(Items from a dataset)
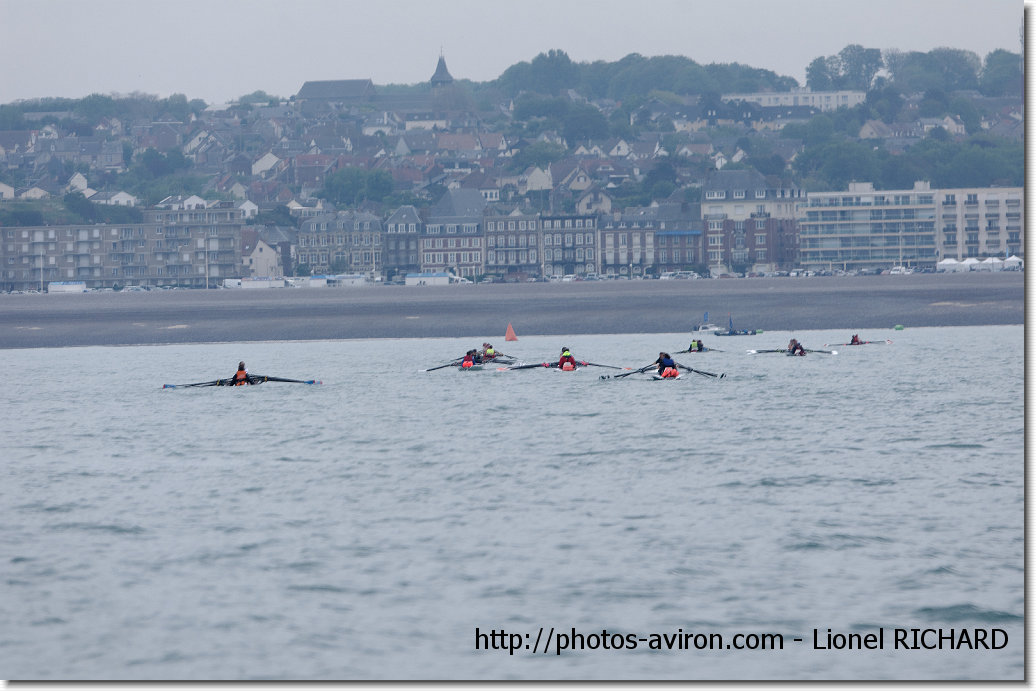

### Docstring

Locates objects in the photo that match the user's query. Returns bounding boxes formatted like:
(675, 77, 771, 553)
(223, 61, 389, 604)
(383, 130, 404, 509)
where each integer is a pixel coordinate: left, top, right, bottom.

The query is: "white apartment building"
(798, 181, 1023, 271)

What is needed:
Print only these lines, exactly: the one containing "(675, 77, 771, 553)" and all after it to the end of the entries.

Written response:
(675, 77, 771, 553)
(223, 61, 389, 604)
(383, 130, 404, 509)
where each integer is a pixel coordinate: left, top, right, bottom.

The query is: "white apartment building"
(798, 181, 1023, 271)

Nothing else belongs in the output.